• Yapılacak İş
Alıntı metnin "Dıgıdık! Dıgıdık!" ile başlayıp "bilgisayarın başında aldım." ile biten kısmını, "eski arkadaşlarımla" yerine "eski dostlarımla" koyarak düzenleyin ve yeniden yazın.

25 Haziran 2011

Dıgıdık! Dıgıdık!


(İlk yayınlanma tarihi 25.06.2011)

Ulu önder Gazi Mustafa Kemal adına düzenlenen geleneksel Gazi Koşusu’nun 85’incisi bu Pazar günü her zaman olduğu gibi İstanbul Veliefendi hipodromunda koşulacak. Bendeniz de neredeyse yirmi yıl aradan sonra yeniden Veliefendi Hipodromu’na giderek bu büyük heyecanı yerinde yaşama fırsatı bulacağım. Az önce Bakırköy’lü eski arkadaşlarımla yarın için Veliefendi programını yaptım. At yarışı, Veliefendi , Gazi Koşusu deyince da aklıma bir dolu eski hatıralar geldi ve hemen soluğu bilgisayarın başında aldım.

Malumunuz, Veliefendi Hipodromu’nun bulunduğu Osmaniye semti Bakırköy’ün hemen yanıbaşındadır. Hal böyle olunca da at yarışı geleneği ve kültürü her zaman için Bakırköy’de ve Bakırköylüler arasında önemli bir yere sahip olmuştur.

Veliefendi ile ilgili çocukluk hatıralarım arasında en eskisi, daha önce de bahsettiğim gibi o yıllarda işyeri Bakırköy’de olan babamın arkadaşlarından İhsan Amca, nam-ı diğer Püf İhsan’ın bizi, görevli olmayanların girişinin yasak olduğu Veliefendi’nin ahırlarına ve padok sahasına sokuşudur. Benim henüz yedi sekiz yaşlarında olduğum o yıllarda at yarışları beyler için büyük bir heyecan ve tutku olmakla birlikte, ailenin diğer üyeleri olan biz çocuklar ve anneler için de bir haftasonu eğlencesi niteliği taşıyordu. O zamanlar Veliefendi Hipodromu’nun girişinin sağ tarafında kalan geniş yeşil alan, adeta bir mesire yeri gibi hizmet vermekteydi. Aileler tahtadan yapılmış masalara sıra sıra kurulur, bir yandan mangal keyfi yapılır, bir yandan biz çocukları hipodromun diğer tarafında ve hayli uzakta olan bahis kulübelerine göndermek suretiyle at yarışı oynanır, bir yandan rakılar içilir, çoluk çocuk, bağırış çağırış keyifli Pazar günleri geçirilirdi.

• Verilen Bilgiler
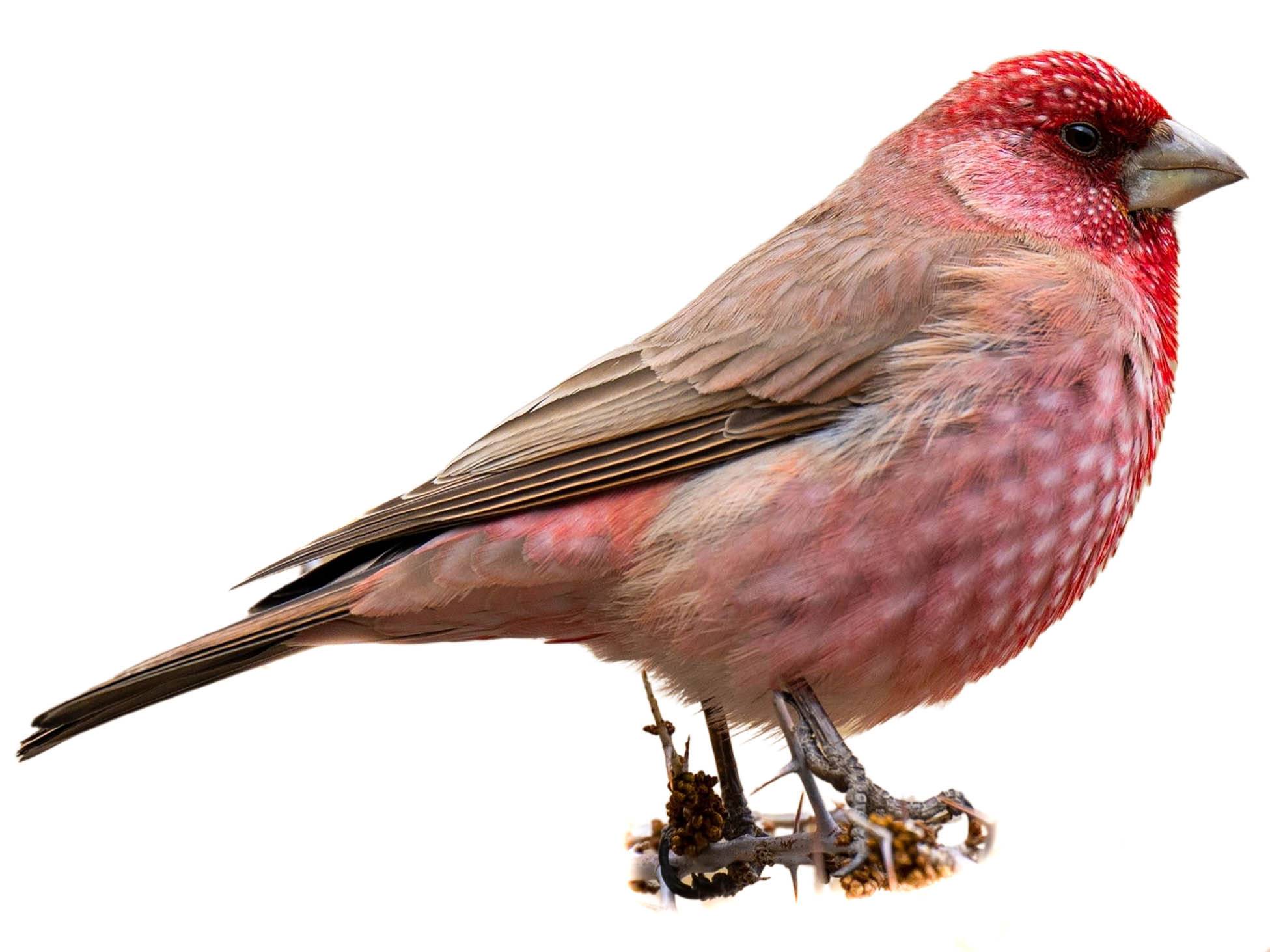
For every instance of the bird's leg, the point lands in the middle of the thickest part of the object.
(738, 819)
(698, 818)
(872, 813)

• Alıştırmanın Cevabı
Dıgıdık! Dıgıdık!


(İlk yayınlanma tarihi 25.06.2011)

Ulu önder Gazi Mustafa Kemal adına düzenlenen geleneksel Gazi Koşusu’nun 85’incisi bu Pazar günü her zaman olduğu gibi İstanbul Veliefendi hipodromunda koşulacak. Bendeniz de neredeyse yirmi yıl aradan sonra yeniden Veliefendi Hipodromu’na giderek bu büyük heyecanı yerinde yaşama fırsatı bulacağım. Az önce Bakırköy’lü eski dostlarımla yarın için Veliefendi programını yaptım. At yarışı, Veliefendi , Gazi Koşusu deyince da aklıma bir dolu eski hatıralar geldi ve hemen soluğu bilgisayarın başında aldım.